» **A run of records**
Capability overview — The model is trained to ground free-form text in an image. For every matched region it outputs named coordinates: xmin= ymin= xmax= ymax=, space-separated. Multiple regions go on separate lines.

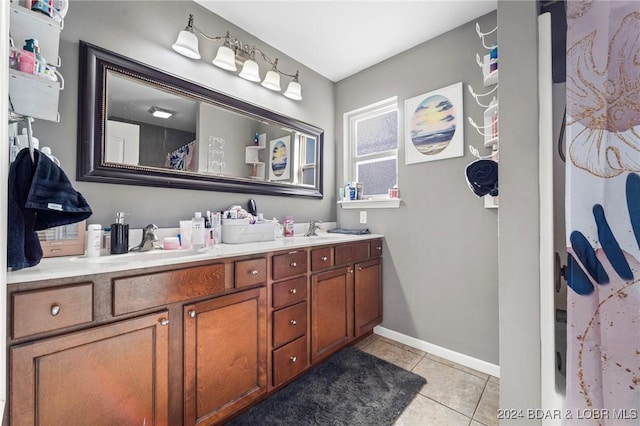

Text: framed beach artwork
xmin=404 ymin=83 xmax=464 ymax=164
xmin=269 ymin=136 xmax=291 ymax=180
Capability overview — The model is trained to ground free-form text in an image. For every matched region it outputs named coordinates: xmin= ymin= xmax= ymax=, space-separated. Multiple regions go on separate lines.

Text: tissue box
xmin=222 ymin=220 xmax=275 ymax=244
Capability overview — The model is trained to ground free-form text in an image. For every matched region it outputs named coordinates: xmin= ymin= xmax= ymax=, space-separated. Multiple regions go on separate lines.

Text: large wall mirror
xmin=78 ymin=41 xmax=324 ymax=198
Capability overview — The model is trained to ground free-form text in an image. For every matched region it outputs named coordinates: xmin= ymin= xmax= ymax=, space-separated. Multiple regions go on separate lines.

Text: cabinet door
xmin=184 ymin=288 xmax=267 ymax=425
xmin=311 ymin=266 xmax=353 ymax=363
xmin=354 ymin=259 xmax=382 ymax=337
xmin=9 ymin=312 xmax=169 ymax=426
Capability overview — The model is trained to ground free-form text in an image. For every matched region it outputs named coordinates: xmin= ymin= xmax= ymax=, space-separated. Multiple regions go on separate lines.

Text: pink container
xmin=162 ymin=237 xmax=180 ymax=250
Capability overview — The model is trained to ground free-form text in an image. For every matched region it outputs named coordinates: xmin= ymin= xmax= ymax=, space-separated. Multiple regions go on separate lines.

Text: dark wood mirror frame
xmin=76 ymin=41 xmax=324 ymax=198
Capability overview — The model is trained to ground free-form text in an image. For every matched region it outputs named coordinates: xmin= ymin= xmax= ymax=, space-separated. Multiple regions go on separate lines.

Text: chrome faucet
xmin=129 ymin=223 xmax=158 ymax=251
xmin=304 ymin=220 xmax=322 ymax=237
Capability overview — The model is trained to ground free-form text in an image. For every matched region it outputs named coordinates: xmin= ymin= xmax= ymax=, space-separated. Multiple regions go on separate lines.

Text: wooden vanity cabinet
xmin=3 ymin=239 xmax=382 ymax=426
xmin=311 ymin=266 xmax=353 ymax=363
xmin=353 ymin=258 xmax=382 ymax=337
xmin=311 ymin=239 xmax=382 ymax=363
xmin=9 ymin=311 xmax=169 ymax=426
xmin=184 ymin=287 xmax=267 ymax=425
xmin=271 ymin=250 xmax=309 ymax=388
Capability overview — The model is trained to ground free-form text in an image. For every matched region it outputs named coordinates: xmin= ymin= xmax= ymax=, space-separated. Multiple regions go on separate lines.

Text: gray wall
xmin=498 ymin=0 xmax=541 ymax=424
xmin=335 ymin=12 xmax=498 ymax=364
xmin=34 ymin=1 xmax=336 ymax=227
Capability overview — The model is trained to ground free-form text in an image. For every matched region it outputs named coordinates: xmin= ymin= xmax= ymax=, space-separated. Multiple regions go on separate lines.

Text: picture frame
xmin=404 ymin=82 xmax=464 ymax=164
xmin=269 ymin=136 xmax=291 ymax=181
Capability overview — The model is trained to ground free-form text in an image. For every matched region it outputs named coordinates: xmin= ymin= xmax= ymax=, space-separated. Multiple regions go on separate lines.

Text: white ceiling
xmin=195 ymin=0 xmax=497 ymax=82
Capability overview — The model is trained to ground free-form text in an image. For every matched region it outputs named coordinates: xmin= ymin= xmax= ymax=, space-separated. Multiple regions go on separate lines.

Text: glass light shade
xmin=238 ymin=59 xmax=260 ymax=81
xmin=284 ymin=81 xmax=302 ymax=101
xmin=213 ymin=46 xmax=238 ymax=71
xmin=171 ymin=30 xmax=200 ymax=59
xmin=262 ymin=70 xmax=280 ymax=92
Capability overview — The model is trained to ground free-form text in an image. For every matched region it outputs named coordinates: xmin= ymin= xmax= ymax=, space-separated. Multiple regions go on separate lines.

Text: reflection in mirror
xmin=78 ymin=42 xmax=323 ymax=197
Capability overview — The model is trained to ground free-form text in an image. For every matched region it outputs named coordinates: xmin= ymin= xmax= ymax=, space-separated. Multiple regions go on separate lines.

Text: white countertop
xmin=7 ymin=232 xmax=384 ymax=284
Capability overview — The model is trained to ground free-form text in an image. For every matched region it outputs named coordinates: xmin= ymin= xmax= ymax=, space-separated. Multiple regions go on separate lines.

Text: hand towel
xmin=465 ymin=159 xmax=498 ymax=197
xmin=7 ymin=149 xmax=92 ymax=270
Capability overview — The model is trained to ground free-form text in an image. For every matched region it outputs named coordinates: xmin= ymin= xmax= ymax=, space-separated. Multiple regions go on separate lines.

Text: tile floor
xmin=356 ymin=334 xmax=500 ymax=426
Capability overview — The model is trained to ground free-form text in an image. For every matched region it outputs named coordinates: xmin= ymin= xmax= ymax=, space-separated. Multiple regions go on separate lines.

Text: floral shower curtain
xmin=564 ymin=0 xmax=640 ymax=426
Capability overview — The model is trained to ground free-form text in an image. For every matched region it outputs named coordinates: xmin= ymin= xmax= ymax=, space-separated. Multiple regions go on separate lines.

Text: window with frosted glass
xmin=356 ymin=158 xmax=398 ymax=195
xmin=356 ymin=111 xmax=398 ymax=157
xmin=345 ymin=98 xmax=398 ymax=197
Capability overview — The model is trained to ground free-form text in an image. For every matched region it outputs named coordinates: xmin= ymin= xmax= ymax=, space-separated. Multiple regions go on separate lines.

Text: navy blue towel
xmin=7 ymin=149 xmax=92 ymax=270
xmin=465 ymin=160 xmax=498 ymax=197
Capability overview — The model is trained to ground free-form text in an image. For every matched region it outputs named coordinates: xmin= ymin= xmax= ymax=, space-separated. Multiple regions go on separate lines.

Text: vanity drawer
xmin=235 ymin=257 xmax=267 ymax=288
xmin=273 ymin=250 xmax=307 ymax=280
xmin=369 ymin=240 xmax=382 ymax=257
xmin=311 ymin=247 xmax=333 ymax=271
xmin=273 ymin=277 xmax=307 ymax=308
xmin=273 ymin=302 xmax=307 ymax=348
xmin=11 ymin=283 xmax=93 ymax=339
xmin=335 ymin=241 xmax=369 ymax=265
xmin=273 ymin=336 xmax=307 ymax=386
xmin=113 ymin=263 xmax=225 ymax=315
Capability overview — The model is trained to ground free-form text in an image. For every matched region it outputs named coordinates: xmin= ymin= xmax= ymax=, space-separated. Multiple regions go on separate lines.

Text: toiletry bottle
xmin=87 ymin=224 xmax=102 ymax=257
xmin=191 ymin=212 xmax=205 ymax=249
xmin=349 ymin=182 xmax=358 ymax=200
xmin=284 ymin=216 xmax=293 ymax=237
xmin=111 ymin=212 xmax=129 ymax=254
xmin=204 ymin=210 xmax=215 ymax=248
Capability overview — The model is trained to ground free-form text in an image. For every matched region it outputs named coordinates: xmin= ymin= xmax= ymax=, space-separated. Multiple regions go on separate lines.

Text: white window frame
xmin=341 ymin=96 xmax=400 ymax=199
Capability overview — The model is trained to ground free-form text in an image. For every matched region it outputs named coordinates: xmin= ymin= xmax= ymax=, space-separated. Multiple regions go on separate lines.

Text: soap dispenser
xmin=111 ymin=212 xmax=129 ymax=254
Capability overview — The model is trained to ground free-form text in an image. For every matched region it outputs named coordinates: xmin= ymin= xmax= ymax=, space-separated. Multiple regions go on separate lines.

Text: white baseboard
xmin=373 ymin=326 xmax=500 ymax=377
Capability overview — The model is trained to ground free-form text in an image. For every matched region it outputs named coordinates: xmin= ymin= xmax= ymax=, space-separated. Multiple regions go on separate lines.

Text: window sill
xmin=338 ymin=198 xmax=402 ymax=209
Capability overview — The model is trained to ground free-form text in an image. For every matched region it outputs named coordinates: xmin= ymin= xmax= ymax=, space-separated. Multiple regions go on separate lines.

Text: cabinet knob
xmin=51 ymin=305 xmax=60 ymax=317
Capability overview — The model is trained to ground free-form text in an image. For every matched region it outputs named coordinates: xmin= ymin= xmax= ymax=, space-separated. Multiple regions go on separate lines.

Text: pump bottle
xmin=111 ymin=212 xmax=129 ymax=254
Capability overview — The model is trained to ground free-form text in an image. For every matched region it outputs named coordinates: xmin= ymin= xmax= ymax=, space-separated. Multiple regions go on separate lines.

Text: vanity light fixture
xmin=171 ymin=15 xmax=302 ymax=101
xmin=149 ymin=106 xmax=176 ymax=119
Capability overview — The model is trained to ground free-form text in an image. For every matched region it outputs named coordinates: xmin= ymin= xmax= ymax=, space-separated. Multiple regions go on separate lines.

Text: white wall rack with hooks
xmin=9 ymin=2 xmax=64 ymax=122
xmin=476 ymin=22 xmax=498 ymax=86
xmin=467 ymin=23 xmax=499 ymax=208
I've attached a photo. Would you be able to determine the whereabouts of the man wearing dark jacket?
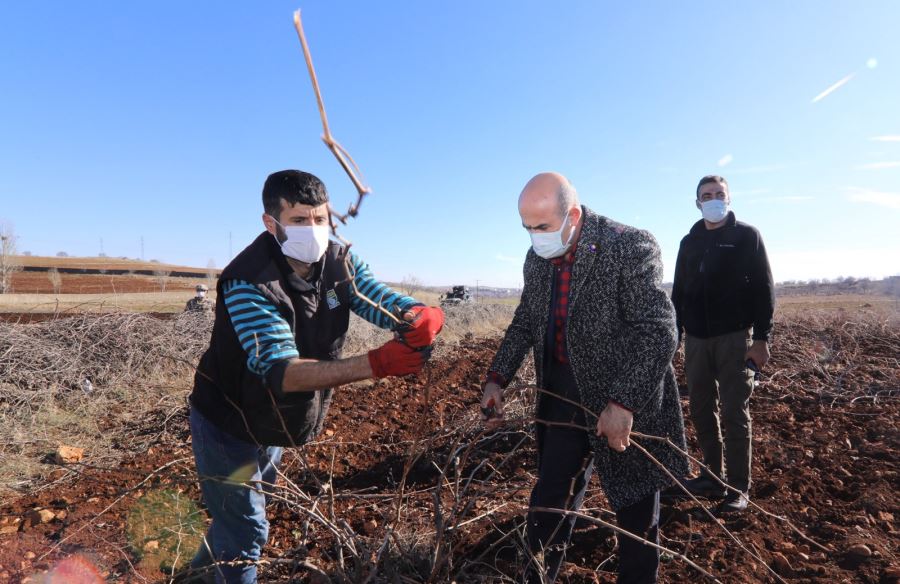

» **Given request**
Update the lines from the beginning of the run through the line holding "xmin=78 ymin=41 xmax=324 ymax=198", inclusive, so that "tissue box" becomes "box of tissues" and nothing else changes. Leave the pictures out of your answer.

» **Expected output**
Capability overview — The model is trained to ground free-form text in an image. For every matched region it outputs named coordinates: xmin= ymin= xmax= ymax=, space-separated. Multiple regions go on separate lines.


Text: framed beach artwork
xmin=404 ymin=83 xmax=464 ymax=164
xmin=269 ymin=136 xmax=291 ymax=180
Capability overview — The model is trained to ground free-form text in an image. For every matched region it outputs named coordinates: xmin= ymin= xmax= ymax=, space-separated. Multiple regions go on separate lines.

Text: box of tissues
xmin=222 ymin=220 xmax=275 ymax=244
Capability overview — The model is trained to ground free-form text in an image. For every matched region it outputs named coordinates: xmin= ymin= xmax= ymax=, space-separated. Multiple regions go on separate lines.

Text: large wall mirror
xmin=78 ymin=41 xmax=324 ymax=198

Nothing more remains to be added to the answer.